Explore the material.
• A. Answer these questions about the Shadow System excerpt:
(i) In which state does a mother fight for custody of her children?
(ii) What car is Ruth Anderson driving to the prison?
(iii) What is Ruth still wearing from her night shift?
• B. In the Shadow System excerpt, rewrite the stretch from "Through these stories, Harvey" through "this broken system.", swapping "phone calls" for "video calls".
• C. Continue the account of Ruth Anderson's Saturday visit to her husband's prison from where it stops.

Excerpt provided.
--- START ---

In The Shadow System, award-winning journalist Sylvia A. Harvey follows the fears, challenges, and small victories of three families struggling to live within the confines of a brutal system. In Florida, a young father tries to maintain a relationship with his daughter despite a sentence of life without parole. In Kentucky, where the opioid epidemic has led to the increased incarceration of women, many of whom are white, one mother fights for custody of her children. In Mississippi, a wife steels herself for her husband’s thirty-ninth year in prison and does her best to keep their sons close.

Through these stories, Harvey reveals a shadow system of laws and regulations enacted to dehumanize the incarcerated and profit off their families — from mandatory sentencing laws, to restrictions on prison visitation, to astronomical charges for brief phone calls.

The Shadow System is an eye-opening account of the way incarceration has impacted generations of American families; it delivers a galvanizing clarion call to fix this broken system.

Excerpt

1

THE RED HAMMER

Mississippi

Ruth Anderson’s gray Nissan cruises along the highway. The rain falling from the gunmetal sky sounds like hurried knocks from a stranger seeking shelter. The windshield wipers push back slowly, never fully clearing the downpour. For a minute, she wishes she had driven her GMC Yukon truck instead. Ruth can barely see the signs ahead, but even if her lane weren’t clear, she could make this drive wearing a blindfold. She’s heading to meet her husband, William, for their weekly Saturday morning rendezvous. When the rain does beat down on the city like this, William suggests his wife stay home, and sometimes she heeds his concern.

The rain slows as she nears her exit to Pearl, Mississippi. The quiet gospel song playing on her radio resurfaces. She’s just a few miles away. She passes sprawling, lush fields, rows of wet trees, and a few small houses. Once she sees the gun tower, it’s time to hide her phone from view. Ruth makes a right into the lot and stops at the first security checkpoint, where a group of officers wearing green circle her car. She hands one officer her driver’s license, then pops her trunk at another officer’s prompting. He looks in the car—the back seat is clear—and then nods for her to proceed. She’s cleared and pulls into the prison’s parking lot. She parks near the gate, then removes her white Apple watch and gold hoop earrings. She leaves on her wedding ring, a gold ban dotted with diamonds—the only jewelry, aside from a religious medallion, visitors can wear inside the facility. She tucks her Dooney & Bourke purse in the trunk.

Ruth’s face is bright and smooth, the color of peanut butter, and this week she’s sporting a sable-brown, straight bob haircut. She doesn’t like too much fuss. Her eyes are calm, alert even, despite just leaving a twelve-hour night shift in the psychiatric department of a local hospital. She’s still wearing her navy blue scrubs and sneakers. The seasoned registered nurse isn’t a stranger to long nights. “We didn’t get no admissions last night,” she offers. “But got a boy that wanted to fight a huge guy,” she tells me. He was likely a schizophrenic who’d gone off his medication.

--- END ---

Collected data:
--- START ---

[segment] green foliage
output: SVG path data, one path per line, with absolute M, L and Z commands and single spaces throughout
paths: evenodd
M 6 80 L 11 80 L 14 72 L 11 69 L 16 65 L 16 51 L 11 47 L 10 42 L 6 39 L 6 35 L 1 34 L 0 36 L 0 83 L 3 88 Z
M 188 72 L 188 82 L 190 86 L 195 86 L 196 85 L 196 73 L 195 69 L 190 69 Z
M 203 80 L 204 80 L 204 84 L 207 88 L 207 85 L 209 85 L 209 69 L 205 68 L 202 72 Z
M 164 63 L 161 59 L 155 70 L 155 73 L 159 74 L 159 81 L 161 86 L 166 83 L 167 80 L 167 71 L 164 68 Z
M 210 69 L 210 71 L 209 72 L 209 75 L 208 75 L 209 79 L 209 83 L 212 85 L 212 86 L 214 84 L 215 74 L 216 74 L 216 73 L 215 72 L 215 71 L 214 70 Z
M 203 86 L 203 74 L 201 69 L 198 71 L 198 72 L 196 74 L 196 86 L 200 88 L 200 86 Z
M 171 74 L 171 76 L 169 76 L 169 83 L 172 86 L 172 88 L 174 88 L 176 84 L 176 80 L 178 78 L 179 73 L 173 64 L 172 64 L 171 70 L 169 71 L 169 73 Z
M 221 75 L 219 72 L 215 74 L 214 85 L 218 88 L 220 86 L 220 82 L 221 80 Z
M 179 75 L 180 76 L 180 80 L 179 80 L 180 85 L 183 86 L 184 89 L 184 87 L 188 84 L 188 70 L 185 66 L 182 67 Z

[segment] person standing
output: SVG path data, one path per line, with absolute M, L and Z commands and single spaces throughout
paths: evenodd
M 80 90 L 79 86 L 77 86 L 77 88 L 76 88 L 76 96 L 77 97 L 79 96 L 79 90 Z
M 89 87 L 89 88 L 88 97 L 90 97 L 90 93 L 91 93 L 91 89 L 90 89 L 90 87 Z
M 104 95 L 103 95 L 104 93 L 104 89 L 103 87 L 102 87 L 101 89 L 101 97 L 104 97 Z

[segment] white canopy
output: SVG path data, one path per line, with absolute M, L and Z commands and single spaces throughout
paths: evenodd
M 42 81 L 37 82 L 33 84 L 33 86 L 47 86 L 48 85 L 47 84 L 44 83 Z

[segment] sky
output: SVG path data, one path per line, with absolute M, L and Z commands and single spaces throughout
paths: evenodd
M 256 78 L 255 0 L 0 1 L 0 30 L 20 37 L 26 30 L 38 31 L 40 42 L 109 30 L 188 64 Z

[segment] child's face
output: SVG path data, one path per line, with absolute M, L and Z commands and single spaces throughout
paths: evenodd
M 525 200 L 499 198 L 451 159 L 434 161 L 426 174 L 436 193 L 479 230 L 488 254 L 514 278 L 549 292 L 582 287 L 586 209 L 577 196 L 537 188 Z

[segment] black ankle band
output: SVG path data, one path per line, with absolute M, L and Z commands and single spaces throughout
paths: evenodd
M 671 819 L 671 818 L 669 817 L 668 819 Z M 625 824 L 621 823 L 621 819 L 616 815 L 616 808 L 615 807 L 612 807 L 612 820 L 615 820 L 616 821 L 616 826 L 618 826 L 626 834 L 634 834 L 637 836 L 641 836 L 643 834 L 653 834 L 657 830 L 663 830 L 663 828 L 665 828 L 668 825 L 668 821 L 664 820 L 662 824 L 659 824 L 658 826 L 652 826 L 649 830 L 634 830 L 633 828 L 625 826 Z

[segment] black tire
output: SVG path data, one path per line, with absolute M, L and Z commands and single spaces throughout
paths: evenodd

--- END ---

Responses to the tasks.
• A.
(i) Kentucky
(ii) A gray Nissan
(iii) Navy blue scrubs and sneakers

• B.
Through these stories, Harvey reveals a shadow system of laws and regulations enacted to dehumanize the incarcerated and profit off their families — from mandatory sentencing laws, to restrictions on prison visitation, to astronomical charges for brief video calls.

The Shadow System is an eye-opening account of the way incarceration has impacted generations of American families; it delivers a galvanizing clarion call to fix this broken system.

• C.
It’s just after 9:30 a.m. “I’m later and later now,” she says slowly. “Sometimes it’ll be about ten.” Mornings aren’t her favorite and coming later means she avoids waiting in a long line with the throng of other visitors. She’ll have just over two hours to spend with her husband. She jogs past the rows of barbed wire fence and the electric door, out of the rain. A few other latecomers join her. Some are carrying children in their arms, and they sprint inside. Others walk slowly with jackets sprawled over their heads and join the short line outside the pale-yellow entry. Ruth checks in, handing the guard her license and car keys, and receives a silver coin in exchange. She removes her shoes and walks through the metal detector and X-ray machine.

When she enters the visiting room, William is already sitting in their usual spot—the back corner against the wall. He always faces the door to keep an eye out for anything happening and to see her arrive. Each day before the sun has a chance to yawn awake, William is up. He’s in his cell stirring his instant Folgers into a cup. He gets up by four o’clock every morning. He’ll take a shower and get dressed, his clothes already laid out from the previous evening. These days, an officer shortage means offenders don’t have a set ride to the visiting room. They catch a ride wherever they can, sometimes it’s on the canteen truck or the food truck, whichever is passing by. By 8:00 or 8:30 a.m., he’s sitting patiently waiting for his wife.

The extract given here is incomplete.